### Problem requirements
Quote the listing below line for line, with no changes.

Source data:
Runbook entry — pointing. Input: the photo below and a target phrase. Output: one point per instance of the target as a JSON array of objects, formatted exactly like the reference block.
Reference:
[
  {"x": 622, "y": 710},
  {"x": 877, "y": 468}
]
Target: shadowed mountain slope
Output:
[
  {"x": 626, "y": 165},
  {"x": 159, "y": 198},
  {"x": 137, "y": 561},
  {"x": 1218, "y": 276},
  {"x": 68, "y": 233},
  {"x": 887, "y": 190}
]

### Exercise output
Runbook entry — pointing. Input: the photo below and a target phrase. Output: one point per instance of the target as a JSON array of objects, formatted exactly like the reference block.
Reference:
[
  {"x": 622, "y": 710},
  {"x": 877, "y": 468}
]
Target: shadowed mountain slope
Output:
[
  {"x": 626, "y": 165},
  {"x": 159, "y": 198},
  {"x": 137, "y": 561},
  {"x": 1218, "y": 276},
  {"x": 68, "y": 233},
  {"x": 887, "y": 190}
]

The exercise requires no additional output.